### Zur Aufgabe
Stimmen die folgenden Aussagen mit dem Text unten überein? Beantworte jede mit Ja oder Nein und zitiere wörtlich die Textstelle, die darüber entscheidet.
(a) Der erwähnte Priester stammt aus Tadschikistan und tut seinen Dienst in Jekatarinburg.
(b) Die Schwester des Priesters ging als Ordensfrau nach Jerusalem.
(c) Die Nachrichten aus diesem Teil der Welt werden nur beiläufig verfolgt.

--- Vorliegender Text ---

Bis heute habe ich Kontakt zu den Menschen dort und fühle mich ihnen immer noch sehr verbunden. Ich denke da zum Beispiel an einen Priester, der aus Tadschikistan stammt und mitten im Ural, im heutigen Jekatarinburg, seinen Dienst tut und sich ab und zu in unseren Bensberger Gemeindegottesdienst auf Youtube einschaltet, um eine Verbindung zu mir herzustellen, was heute ja technisch alles mühelos geht. Oder an seine Schwester, die später als Ordensfrau nach Bethlehem gegangen ist. Sie gehören zu den vielen Menschen, die sich in diesem Teil der Welt über Jahrzehnte einen tiefen Glauben bewahrt haben und diesen auch aus tiefster Überzeugung im Alltag leben. Ja, ich verfolge die Nachrichten mit großer Aufmerksamkeit, gerade weil ich ein Herz für die Menschen dort habe und ich es immer bewundert habe, wie sie sich den äußerlich unwirtlichen Verhältnissen – dem sehr speziellen Klima und der großen Armut – entgegengestellt und aus ihrem Glauben heraus die religiösen und politischen Herausforderungen gemeistert haben.

--- Bereitgestellte Angaben ---

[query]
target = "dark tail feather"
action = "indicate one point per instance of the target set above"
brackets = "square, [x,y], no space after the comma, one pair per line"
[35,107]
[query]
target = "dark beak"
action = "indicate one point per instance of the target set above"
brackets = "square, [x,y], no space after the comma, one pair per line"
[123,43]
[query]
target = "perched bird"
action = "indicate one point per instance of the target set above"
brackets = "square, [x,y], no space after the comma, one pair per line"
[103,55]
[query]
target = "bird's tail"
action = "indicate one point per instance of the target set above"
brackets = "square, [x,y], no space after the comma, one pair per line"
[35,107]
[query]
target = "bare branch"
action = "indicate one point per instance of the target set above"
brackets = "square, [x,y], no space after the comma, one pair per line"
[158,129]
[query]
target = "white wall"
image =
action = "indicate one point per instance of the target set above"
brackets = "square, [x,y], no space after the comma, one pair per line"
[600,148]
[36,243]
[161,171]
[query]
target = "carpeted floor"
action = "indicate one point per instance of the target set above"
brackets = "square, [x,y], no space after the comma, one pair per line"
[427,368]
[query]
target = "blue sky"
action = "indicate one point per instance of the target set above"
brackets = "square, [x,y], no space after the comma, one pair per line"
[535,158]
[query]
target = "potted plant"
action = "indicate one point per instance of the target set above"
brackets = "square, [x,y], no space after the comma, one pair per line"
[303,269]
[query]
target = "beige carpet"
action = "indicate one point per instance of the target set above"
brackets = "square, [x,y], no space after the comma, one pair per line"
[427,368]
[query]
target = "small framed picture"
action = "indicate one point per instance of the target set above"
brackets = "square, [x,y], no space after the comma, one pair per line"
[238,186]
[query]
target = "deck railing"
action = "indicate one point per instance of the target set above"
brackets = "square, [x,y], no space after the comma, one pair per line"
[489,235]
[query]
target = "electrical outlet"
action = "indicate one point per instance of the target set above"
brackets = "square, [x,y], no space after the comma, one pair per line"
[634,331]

---

### Antwort zur Aufgabe
(a) Ja: „der aus Tadschikistan stammt und mitten im Ural, im heutigen Jekatarinburg, seinen Dienst tut“
(b) Nein: „die später als Ordensfrau nach Bethlehem gegangen ist“
(c) Nein: „ich verfolge die Nachrichten mit großer Aufmerksamkeit“